> _WORK TASK_: Scan each line of the records for the word "below" and extract the ones that have it.

(Point-per-instance localization data)
>>>

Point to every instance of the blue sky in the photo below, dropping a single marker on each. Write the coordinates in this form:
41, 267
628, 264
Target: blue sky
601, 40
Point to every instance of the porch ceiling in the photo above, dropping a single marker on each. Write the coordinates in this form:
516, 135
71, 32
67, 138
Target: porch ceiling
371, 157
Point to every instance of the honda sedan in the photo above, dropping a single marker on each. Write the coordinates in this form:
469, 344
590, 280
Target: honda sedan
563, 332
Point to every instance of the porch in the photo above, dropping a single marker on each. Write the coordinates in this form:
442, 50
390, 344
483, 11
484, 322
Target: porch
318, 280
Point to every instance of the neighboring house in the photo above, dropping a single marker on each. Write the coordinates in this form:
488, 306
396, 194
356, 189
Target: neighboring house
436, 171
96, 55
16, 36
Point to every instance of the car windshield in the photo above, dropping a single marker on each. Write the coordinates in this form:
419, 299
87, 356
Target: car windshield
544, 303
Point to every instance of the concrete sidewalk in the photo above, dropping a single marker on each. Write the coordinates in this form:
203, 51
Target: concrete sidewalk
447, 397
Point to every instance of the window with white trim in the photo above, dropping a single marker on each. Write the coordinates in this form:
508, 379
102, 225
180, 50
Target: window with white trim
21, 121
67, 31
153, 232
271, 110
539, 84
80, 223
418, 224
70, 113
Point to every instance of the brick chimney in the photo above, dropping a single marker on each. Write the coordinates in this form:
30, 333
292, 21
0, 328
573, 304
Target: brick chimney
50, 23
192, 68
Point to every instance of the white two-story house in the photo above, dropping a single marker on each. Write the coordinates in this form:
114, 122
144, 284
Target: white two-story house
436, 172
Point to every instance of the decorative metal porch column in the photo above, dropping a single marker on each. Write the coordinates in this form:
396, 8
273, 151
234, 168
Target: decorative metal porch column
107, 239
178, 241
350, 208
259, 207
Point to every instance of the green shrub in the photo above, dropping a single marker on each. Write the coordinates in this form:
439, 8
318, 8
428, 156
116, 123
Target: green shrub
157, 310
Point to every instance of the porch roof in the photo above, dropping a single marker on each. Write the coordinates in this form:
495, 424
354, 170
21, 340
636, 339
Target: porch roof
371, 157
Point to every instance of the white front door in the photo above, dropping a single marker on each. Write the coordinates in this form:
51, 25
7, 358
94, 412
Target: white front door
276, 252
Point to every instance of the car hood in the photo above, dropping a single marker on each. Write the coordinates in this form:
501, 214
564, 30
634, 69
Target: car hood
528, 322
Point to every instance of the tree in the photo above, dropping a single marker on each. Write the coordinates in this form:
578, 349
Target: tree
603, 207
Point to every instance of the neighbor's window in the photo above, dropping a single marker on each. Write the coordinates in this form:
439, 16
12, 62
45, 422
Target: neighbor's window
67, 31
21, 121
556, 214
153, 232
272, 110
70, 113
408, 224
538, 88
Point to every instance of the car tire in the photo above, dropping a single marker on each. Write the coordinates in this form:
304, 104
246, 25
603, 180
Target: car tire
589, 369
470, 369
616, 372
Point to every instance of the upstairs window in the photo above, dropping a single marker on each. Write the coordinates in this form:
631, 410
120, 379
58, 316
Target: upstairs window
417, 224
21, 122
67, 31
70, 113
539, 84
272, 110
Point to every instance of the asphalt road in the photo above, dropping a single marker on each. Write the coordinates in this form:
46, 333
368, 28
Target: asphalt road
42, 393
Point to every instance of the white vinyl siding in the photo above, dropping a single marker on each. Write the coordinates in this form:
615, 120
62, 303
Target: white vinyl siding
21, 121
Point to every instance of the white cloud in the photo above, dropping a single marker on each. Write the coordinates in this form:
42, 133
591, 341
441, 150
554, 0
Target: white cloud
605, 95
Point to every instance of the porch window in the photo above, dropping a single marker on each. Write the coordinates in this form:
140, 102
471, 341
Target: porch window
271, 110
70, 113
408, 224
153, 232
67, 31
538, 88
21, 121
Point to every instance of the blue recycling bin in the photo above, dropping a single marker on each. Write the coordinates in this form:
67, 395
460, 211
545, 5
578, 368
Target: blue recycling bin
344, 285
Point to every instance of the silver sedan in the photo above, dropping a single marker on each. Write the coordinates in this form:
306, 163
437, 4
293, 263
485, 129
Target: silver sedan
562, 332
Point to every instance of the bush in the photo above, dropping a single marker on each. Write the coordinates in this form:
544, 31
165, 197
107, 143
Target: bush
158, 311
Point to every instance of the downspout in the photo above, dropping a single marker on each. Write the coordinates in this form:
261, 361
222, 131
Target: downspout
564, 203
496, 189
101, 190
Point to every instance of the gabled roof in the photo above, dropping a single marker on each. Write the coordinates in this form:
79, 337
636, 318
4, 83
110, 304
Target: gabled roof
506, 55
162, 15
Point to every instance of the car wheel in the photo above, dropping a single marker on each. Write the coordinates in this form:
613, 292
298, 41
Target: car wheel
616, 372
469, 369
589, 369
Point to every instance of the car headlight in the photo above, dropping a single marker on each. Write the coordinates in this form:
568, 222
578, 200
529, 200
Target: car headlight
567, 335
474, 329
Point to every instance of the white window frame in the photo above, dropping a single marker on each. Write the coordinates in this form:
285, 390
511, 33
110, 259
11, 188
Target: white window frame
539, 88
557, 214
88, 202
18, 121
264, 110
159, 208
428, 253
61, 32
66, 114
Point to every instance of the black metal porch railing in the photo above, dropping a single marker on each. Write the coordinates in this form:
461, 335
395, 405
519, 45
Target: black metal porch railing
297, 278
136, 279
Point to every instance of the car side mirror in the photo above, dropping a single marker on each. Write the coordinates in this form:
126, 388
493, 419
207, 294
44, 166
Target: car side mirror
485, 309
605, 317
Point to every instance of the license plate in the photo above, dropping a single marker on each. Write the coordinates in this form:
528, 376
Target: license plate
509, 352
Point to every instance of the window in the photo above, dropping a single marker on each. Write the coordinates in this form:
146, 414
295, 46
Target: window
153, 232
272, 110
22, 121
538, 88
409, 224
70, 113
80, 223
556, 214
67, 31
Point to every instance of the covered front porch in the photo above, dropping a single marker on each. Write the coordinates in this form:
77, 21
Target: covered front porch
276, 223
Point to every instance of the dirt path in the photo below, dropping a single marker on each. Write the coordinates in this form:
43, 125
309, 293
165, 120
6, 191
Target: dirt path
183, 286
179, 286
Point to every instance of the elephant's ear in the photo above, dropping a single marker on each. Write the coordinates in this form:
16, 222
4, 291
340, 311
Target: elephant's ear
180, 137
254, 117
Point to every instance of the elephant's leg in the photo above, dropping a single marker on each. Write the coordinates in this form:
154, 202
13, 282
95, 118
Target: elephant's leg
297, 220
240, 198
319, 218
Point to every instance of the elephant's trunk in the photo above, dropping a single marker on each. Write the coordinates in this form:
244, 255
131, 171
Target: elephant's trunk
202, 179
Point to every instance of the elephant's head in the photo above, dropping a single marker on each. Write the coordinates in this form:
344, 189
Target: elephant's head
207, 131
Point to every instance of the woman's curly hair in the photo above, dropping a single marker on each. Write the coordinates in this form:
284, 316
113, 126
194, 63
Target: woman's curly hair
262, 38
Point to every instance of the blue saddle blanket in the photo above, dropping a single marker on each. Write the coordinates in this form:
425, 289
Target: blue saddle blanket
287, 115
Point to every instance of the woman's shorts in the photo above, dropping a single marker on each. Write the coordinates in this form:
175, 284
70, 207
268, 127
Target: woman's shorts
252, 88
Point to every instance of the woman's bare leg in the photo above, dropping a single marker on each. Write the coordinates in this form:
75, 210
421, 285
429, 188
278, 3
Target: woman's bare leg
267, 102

<<<

> _REPLY_:
Point to every instance of the blue sky in the photo below, dropping a single marker on each. Write the coordinates in this form:
Point to every instance of the dirt path in the photo below, dropping a single marker on each. Write the coordinates in this form:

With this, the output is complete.